Dataset items:
---*---
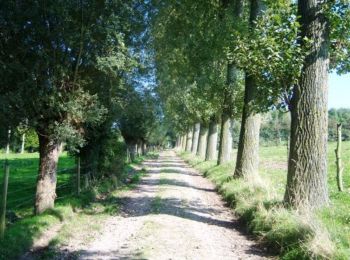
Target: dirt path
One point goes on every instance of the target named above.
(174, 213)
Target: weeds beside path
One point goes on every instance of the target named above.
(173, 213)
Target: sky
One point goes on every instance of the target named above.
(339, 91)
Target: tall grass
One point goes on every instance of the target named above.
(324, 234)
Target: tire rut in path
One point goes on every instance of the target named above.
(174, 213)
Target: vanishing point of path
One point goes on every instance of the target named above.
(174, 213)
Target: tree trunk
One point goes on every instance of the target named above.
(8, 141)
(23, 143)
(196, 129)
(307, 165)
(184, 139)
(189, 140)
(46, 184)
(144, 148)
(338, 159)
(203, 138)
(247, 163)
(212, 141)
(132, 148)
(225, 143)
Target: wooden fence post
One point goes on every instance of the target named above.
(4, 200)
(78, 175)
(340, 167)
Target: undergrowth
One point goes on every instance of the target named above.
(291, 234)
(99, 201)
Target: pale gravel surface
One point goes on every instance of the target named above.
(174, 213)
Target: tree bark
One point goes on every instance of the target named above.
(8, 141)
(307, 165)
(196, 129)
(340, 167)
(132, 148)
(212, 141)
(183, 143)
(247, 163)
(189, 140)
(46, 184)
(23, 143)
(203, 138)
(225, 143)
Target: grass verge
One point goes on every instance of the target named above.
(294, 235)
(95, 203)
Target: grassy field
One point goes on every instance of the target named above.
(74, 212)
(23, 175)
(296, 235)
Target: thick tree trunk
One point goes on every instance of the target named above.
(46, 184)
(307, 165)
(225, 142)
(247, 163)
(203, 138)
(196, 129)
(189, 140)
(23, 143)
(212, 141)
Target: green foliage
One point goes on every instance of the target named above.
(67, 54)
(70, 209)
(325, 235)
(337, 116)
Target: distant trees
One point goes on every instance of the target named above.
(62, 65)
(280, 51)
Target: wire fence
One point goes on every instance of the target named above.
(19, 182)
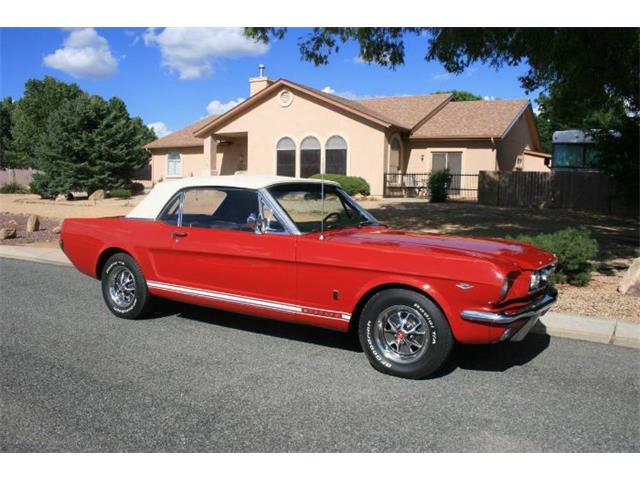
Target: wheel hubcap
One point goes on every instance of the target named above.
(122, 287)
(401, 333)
---*---
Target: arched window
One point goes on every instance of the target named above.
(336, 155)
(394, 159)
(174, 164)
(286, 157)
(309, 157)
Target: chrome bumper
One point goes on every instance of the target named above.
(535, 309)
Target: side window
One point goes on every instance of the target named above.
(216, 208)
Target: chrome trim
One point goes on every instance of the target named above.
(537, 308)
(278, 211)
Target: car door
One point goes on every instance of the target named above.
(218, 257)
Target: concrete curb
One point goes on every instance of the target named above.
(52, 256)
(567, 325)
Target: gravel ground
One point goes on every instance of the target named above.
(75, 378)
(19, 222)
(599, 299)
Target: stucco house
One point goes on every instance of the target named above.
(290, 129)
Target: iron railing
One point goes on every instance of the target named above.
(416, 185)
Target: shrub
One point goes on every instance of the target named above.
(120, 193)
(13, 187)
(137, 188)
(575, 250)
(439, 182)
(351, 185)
---*---
◆ YOUR GOAL:
Pull out each line of the rows above that contains the string "path". Case counts.

◆ EXERCISE RESPONSE:
Target: dirt path
Target: weeds beside path
Target: tire rut in path
Target: vanishing point of path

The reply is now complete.